:: SELECTED TEXT ::
⁂

This sketch was adapted from one of the activities in the SparkFun Guide to Arduino.
Check out the rest of the book at
https://www.sparkfun.com/products/14326
This sketch was written by SparkFun Electronics, with lots of help from the Arduino community.
This code is completely free for any use.
View circuit diagram and instructions at: https://learn.sparkfun.com/tutorials/sparkfun-inventors-kit-experiment-guide---v41
Download drawings and code at: https://github.com/sparkfun/SIK-Guide-Code
*/
//the right motor will be controlled by the motor A pins on the motor driver
const int AIN1 = 13; //control pin 1 on the motor driver for the right motor
const int AIN2 = 12; //control pin 2 on the motor driver for the right motor
const int PWMA = 11; //speed control pin on the motor driver for the right motor
//the left motor will be controlled by the motor B pins on the motor driver
const int PWMB = 10; //speed control pin on the motor driver for the left motor
const int BIN2 = 9; //control pin 2 on the motor driver for the left motor
const int BIN1 = 8; //control pin 1 on the motor driver for the left motor
//distance variables
const int trigPin = 6;
const int echoPin = 5;
int switchPin = 7; //switch to turn the robot on and off
float distance = 0; //variable to store the distance measured by the distance sensor
//robot behaviour variables
int backupTime = 300; //amount of time that the robot will back up when it senses an object
int turnTime = 200; //amount that the robot will turn once it has backed up
/********************************************************************************/
void setup()
{
pinMode(trigPin, OUTPUT); //this pin will send ultrasonic pulses out from the distance sensor
pinMode(echoPin, INPUT); //this pin will sense when the pulses reflect back to the distance sensor
pinMode(switchPin, INPUT_PULLUP); //set this as a pullup to sense whether the switch is flipped
//set the motor control pins as outputs
pinMode(AIN1, OUTPUT);
pinMode(AIN2, OUTPUT);
pinMode(PWMA, OUTPUT);
pinMode(BIN1, OUTPUT);
pinMode(BIN2, OUTPUT);
pinMode(PWMB, OUTPUT);
Serial.begin(9600); //begin serial communication with the computer
Serial.print("To infinity and beyond!"); //test the serial connection
}
/********************************************************************************/
void loop()

⁂

:: Rows from a dataset ::
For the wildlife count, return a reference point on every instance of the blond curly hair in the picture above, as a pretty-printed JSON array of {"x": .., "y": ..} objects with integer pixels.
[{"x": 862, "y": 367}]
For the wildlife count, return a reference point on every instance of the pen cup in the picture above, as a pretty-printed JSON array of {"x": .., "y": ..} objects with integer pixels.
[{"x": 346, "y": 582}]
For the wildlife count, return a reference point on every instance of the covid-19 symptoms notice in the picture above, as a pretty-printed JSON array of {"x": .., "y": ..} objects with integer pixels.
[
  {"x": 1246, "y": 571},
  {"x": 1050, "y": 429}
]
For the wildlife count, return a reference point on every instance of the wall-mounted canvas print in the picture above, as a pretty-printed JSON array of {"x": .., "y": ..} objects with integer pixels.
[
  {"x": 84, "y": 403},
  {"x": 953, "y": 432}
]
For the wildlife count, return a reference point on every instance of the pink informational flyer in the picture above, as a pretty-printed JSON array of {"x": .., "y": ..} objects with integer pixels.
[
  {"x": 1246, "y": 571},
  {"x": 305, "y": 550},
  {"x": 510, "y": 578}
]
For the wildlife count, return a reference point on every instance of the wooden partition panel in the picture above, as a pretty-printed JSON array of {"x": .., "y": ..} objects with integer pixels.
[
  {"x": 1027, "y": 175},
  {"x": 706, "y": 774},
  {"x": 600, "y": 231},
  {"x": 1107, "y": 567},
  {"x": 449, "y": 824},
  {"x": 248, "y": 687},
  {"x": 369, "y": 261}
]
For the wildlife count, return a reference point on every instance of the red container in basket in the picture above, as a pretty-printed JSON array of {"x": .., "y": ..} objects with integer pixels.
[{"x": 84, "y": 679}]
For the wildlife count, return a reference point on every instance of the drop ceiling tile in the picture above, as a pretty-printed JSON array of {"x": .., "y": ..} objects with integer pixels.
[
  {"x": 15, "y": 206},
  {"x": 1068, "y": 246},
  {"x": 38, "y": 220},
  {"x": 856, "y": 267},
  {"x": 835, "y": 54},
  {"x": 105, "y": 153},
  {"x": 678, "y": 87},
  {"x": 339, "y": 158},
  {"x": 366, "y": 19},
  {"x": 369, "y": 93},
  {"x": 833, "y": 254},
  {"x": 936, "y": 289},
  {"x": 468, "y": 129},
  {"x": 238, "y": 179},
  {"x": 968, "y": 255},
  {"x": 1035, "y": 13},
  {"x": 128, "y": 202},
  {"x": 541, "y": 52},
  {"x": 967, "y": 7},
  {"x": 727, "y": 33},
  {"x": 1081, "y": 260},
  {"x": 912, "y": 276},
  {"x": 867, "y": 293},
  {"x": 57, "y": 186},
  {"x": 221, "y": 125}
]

⁂

:: INSTRUCTIONS TO FOLLOW ::
Copy everything in the Arduino sketch from "This sketch was adapted" down to "the Arduino community.", word for word. None of the items is needed for any of this work.

:: EXERCISE RESPONSE ::
This sketch was adapted from one of the activities in the SparkFun Guide to Arduino.
Check out the rest of the book at
https://www.sparkfun.com/products/14326
This sketch was written by SparkFun Electronics, with lots of help from the Arduino community.